In the lines below, look for "black". Copy each line where it appears.

++++ Information given ++++

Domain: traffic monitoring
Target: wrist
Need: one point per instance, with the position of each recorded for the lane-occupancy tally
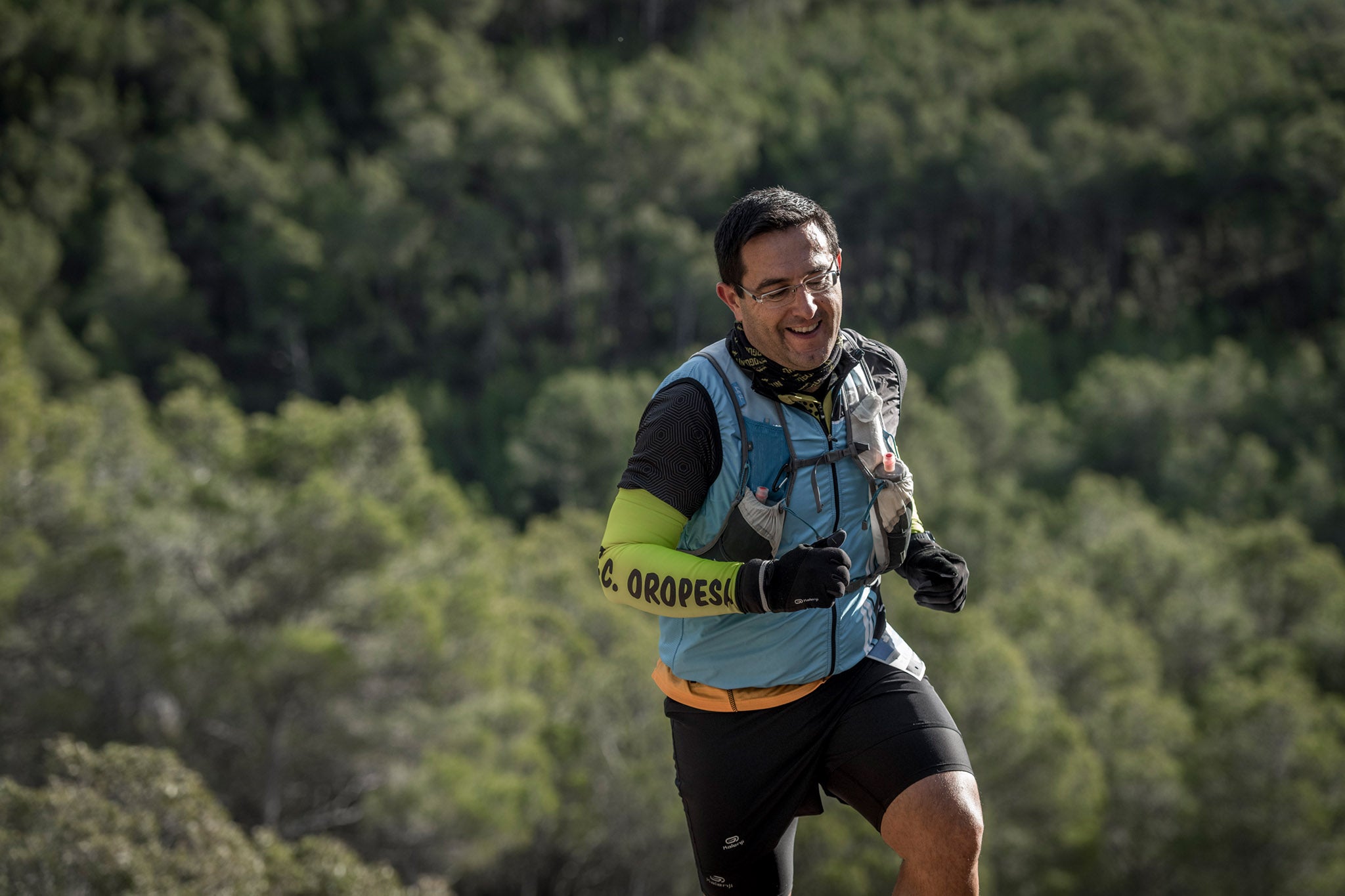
(749, 591)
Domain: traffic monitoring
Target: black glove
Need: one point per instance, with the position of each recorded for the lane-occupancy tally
(808, 576)
(938, 575)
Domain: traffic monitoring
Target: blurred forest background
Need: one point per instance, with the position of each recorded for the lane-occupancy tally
(326, 326)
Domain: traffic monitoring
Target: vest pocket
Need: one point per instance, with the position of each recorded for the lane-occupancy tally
(752, 531)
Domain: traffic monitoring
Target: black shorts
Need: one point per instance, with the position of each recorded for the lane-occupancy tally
(864, 736)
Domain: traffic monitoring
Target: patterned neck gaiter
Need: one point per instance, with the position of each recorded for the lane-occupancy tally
(802, 389)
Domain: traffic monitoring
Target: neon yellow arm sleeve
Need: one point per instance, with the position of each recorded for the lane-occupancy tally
(640, 567)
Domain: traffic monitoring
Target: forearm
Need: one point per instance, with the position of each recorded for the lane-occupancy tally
(639, 565)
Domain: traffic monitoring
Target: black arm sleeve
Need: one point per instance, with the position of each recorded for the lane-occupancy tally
(677, 448)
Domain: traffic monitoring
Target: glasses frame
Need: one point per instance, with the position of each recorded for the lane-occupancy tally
(787, 293)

++++

Reply —
Target: black glove
Target: black shorts
Target: black arm sleeve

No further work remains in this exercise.